- **EXERCISE PROMPT**
Retype the portion of the text on merging date and time columns in pandas between "Solution 11 - Python" and "times = pandas.to_timedelta(df.Time)", inclusive, keeping every character unchanged.

- **TEXT TO READ**
Say df is your dataframe and columns are 'Time' and 'Date'. And your new column is DateAndTime.
df['DateAndTime'] = df['Date'].str.cat(df['Time'],sep=" ")
And if you also wanna handle entries like datetime objects, you can do this. You can tweak the formatting as per your needs.
df['DateAndTime'] = pd.to_datetime(df['DateAndTime'], format="%m/%d/%Y %I:%M:%S %p")
Cheers!! Happy Data Crunching.
Solution 11 - Python
My dataset had 1second resolution data for a few days and parsing by the suggested methods here was very slow. Instead I used:
dates = pandas.to_datetime(df.Date, cache=True)
times = pandas.to_timedelta(df.Time)
datetimes = dates + times
Note the use of cache=True
makes parsing the dates very efficient since there are only a couple unique dates in my files, which is not true for a combined date and time column.
Solution 12 - Python
DATA:
<TICKER>,<PER>,<DATE>,<TIME>,<OPEN>,<HIGH>,<LOW>,<CLOSE>,<VOL> SPFB.RTS,1,20190103,100100,106580.0000000,107260.0000000,106570.0000000,107230.0000000,3726
CODE:
data.columns = ['ticker', 'per', 'date', 'time', 'open', 'high', 'low', 'close', 'vol']
data.datetime = pd.to_datetime(data.date.astype(str) + ' ' + data.time.astype(str), format='%Y%m%d %H%M%S')
Solution 13 - Python
I think the best solution is to parse dates within read_csv
(or other read_ functions) directly. It is not obvious how to manage two columns in date_parser but here it is:
date_parser = lambda x,y: datetime.strptime(f"{x}T{y}", "%d-%m-%YT%H:%M:%S")
date = pd.read_csv('data.csv', parse_dates={'date': ['Date', 'Time']}, date_parser=date_parser)

- **RECORDED INFORMATION**

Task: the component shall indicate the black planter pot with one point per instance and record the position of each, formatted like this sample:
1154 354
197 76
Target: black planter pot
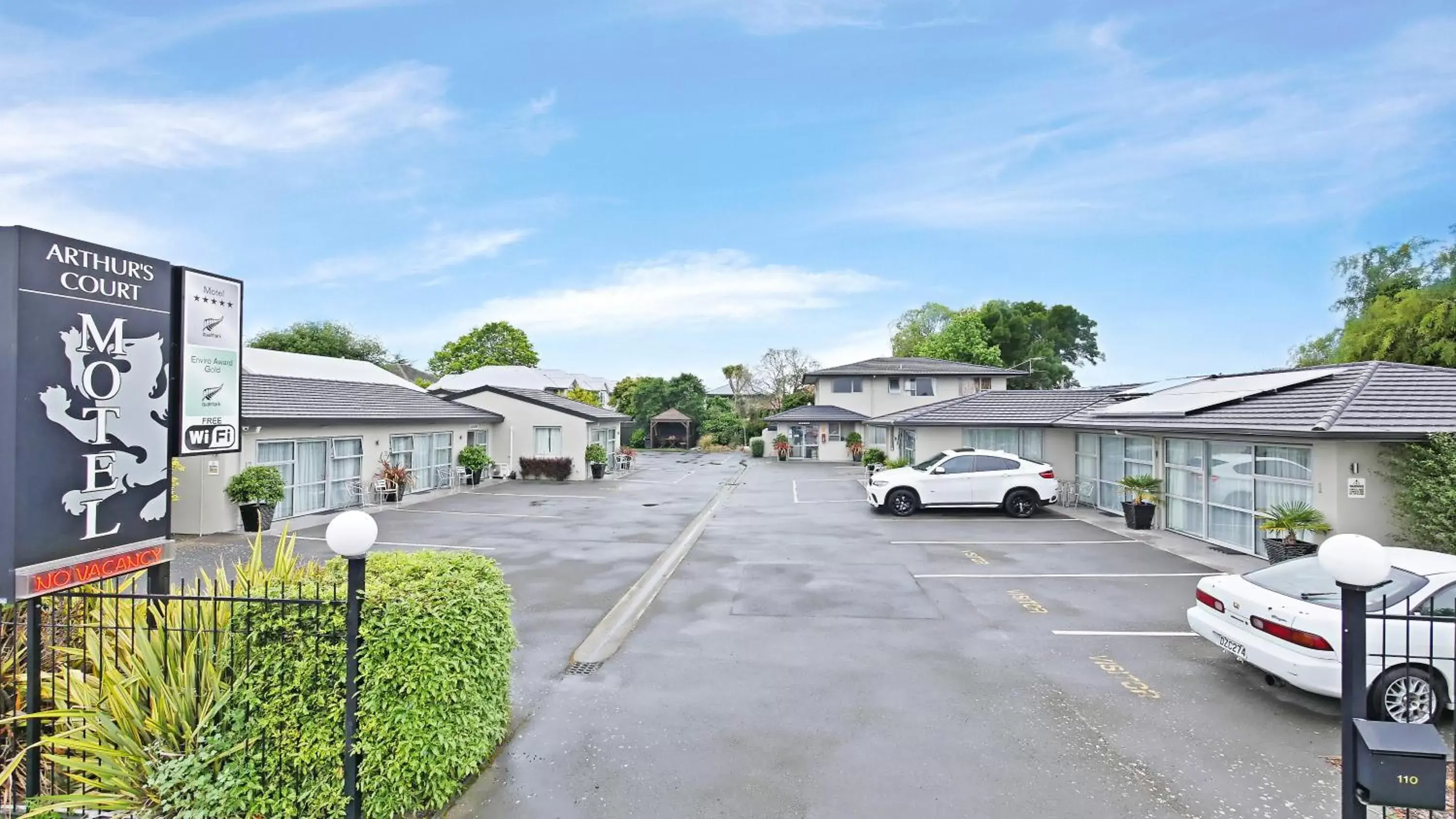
257 517
1279 550
1139 515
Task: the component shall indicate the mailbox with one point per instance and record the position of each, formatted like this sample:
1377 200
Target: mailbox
1403 766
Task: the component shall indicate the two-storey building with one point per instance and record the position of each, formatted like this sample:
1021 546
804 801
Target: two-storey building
848 396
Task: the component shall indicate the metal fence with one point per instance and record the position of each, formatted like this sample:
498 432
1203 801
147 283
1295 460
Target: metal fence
204 655
1417 646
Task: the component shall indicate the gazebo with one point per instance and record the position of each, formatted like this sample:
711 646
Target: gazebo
670 416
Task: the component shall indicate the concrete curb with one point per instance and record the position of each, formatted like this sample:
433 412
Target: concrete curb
618 624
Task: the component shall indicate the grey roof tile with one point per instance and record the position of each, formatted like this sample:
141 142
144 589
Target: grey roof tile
817 412
897 366
1002 408
545 399
279 398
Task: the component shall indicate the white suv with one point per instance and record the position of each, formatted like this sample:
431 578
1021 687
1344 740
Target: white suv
966 477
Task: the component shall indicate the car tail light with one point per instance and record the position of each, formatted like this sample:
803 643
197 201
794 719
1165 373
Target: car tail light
1210 601
1292 635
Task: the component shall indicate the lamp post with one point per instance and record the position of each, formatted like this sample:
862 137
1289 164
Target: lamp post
1357 565
350 536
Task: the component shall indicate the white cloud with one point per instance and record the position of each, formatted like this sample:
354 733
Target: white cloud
680 289
434 254
1117 137
88 134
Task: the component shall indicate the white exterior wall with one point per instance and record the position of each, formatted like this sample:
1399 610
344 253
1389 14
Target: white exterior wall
877 399
203 508
517 432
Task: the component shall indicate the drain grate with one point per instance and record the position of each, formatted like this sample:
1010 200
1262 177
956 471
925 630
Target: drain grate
583 668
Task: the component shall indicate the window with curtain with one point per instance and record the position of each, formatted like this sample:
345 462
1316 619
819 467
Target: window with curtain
346 467
548 441
279 454
1031 444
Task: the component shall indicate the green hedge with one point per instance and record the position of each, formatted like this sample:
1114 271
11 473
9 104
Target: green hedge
434 700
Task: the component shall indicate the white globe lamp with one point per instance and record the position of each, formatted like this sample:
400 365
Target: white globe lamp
351 534
1355 560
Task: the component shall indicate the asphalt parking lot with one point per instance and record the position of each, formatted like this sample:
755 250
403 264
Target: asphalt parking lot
816 659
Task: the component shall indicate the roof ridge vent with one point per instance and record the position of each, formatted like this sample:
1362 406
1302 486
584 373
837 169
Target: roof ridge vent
1339 410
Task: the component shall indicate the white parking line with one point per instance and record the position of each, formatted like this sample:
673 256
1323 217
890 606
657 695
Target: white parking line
415 544
1106 576
530 495
471 514
1126 633
1001 541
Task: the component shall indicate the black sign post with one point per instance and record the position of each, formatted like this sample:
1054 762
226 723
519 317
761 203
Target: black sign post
85 425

- **WRITTEN RESPONSE**
Solution 11 - Python
My dataset had 1second resolution data for a few days and parsing by the suggested methods here was very slow. Instead I used:
dates = pandas.to_datetime(df.Date, cache=True)
times = pandas.to_timedelta(df.Time)